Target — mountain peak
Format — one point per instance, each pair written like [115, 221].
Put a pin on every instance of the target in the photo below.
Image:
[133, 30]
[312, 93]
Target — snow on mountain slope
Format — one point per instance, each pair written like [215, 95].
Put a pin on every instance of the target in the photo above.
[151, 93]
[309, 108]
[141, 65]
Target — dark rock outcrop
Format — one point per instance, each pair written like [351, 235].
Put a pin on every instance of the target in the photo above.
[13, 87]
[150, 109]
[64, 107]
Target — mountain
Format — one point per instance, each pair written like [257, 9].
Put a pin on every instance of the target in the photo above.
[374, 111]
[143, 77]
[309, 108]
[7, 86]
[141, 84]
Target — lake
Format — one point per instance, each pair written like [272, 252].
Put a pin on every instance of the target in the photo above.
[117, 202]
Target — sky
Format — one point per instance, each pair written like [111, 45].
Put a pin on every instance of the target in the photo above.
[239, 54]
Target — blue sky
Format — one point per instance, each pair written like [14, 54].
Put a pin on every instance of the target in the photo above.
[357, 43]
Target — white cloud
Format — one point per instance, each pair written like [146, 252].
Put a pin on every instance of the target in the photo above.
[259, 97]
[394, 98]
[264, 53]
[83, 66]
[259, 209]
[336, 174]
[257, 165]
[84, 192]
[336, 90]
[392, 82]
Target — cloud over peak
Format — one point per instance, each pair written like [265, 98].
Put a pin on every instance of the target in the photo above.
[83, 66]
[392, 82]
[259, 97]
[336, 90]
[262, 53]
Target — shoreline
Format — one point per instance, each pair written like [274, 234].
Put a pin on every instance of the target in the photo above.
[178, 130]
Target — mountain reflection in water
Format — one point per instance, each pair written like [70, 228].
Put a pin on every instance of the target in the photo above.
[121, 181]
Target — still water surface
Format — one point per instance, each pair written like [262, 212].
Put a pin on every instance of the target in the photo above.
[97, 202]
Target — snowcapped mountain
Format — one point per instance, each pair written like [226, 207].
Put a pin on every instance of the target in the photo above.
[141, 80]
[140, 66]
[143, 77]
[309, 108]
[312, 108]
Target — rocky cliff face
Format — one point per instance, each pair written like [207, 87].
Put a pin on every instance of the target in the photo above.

########################################

__Task__
Check every line of the listing for the string "mountain" and report how many lines have it, as a number alone.

__Solution to the exercise__
5